### [CONSIGNES À SUIVRE]
D'après le texte sur Hannah Höch, avec qui a-t-elle voyagé dans toute l'Europe pour diffuser les idées du mouvement dada ?

### [TEXTE SOURCE]
Charles SALA (professeur d’histoire de l’art, Université de Paris-X Nanterre). « Hannah HÖCH », Encyclopaedia Universalis:
Peintre allemand, Hannah Höch (1889-1978) avait commencé à étudier la peinture classique à Gotha, sous la direction d’Orlik. En 1912, elle poursuit ses études à Berlin, puis à Charlottenburg, où elle fréquente l’école des Beaux-Arts. La Première Guerre mondiale interrompt sa formation intellectuelle et picturale. C’est en 1919 que, brusquement, le peintre abandonna toute recherche artistique pour s’adonner à l’aventure dada. Un ensemble d’aquarelles est exposé à la manifestation dadaïste qui eut lieu dans le cabinet J. B. Neumann. Amie de Raoul Hausmann (fondateur avec Huelsenbeck et les frères Herzfelde de la tendance dadaïste berlinoise), Hannah Höch participa aux activités du groupe en collaborant à la revue Der Dada ainsi qu’à la publication Schall und Rauch. En 1920, lorsque le dadaïsme de Berlin était en plein essor, le peintre présenta à la grande “ foire Dada de Berlin “ une série de reliefs et de poupées, mais son univers tout particulier s’exprima surtout dans les collages. Elle voyagea avec Kurt Schwitters dans l’Europe entière pour diffuser les idées du mouvement. Hannah Höch fera partie aussi du Novembergruppe, jusqu’en 1931, année où les activités de ce mouvement s’interrompirent.
Au sein du dadaïsme allemand, l’œuvre de Hannah Höch occupe une place particulière. Ses collages appartiennent en effet à deux catégories distinctes. Une première (la moins importante), de tendance politique, voisine avec les expériences de Helmut Herzfelde (appelé aussi John Heartfield) et de Raoul Hausmann. La seconde est à la fois plus documentaire et plus onirique. Le peintre exécute de grands collages avec des photos d’autres dadaïstes, où se trouvent ainsi réunis tous les membres du groupe berlinois (musée de Berlin-Dahlem).

### [DONNÉES FOURNIES]
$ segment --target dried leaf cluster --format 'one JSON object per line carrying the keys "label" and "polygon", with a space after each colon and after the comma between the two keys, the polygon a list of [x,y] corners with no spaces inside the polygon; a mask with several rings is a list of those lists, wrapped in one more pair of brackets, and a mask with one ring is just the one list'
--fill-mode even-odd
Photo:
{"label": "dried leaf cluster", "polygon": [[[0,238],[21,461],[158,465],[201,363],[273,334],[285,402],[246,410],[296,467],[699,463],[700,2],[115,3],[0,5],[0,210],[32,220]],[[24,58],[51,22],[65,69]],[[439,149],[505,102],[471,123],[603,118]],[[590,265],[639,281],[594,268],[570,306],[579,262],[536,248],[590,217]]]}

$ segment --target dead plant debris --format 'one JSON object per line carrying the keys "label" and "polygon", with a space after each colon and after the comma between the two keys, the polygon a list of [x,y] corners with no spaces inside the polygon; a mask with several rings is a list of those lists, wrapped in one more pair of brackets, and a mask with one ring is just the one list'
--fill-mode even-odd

### [RÉSULTAT DE L'EXERCICE]
Avec Kurt Schwitters.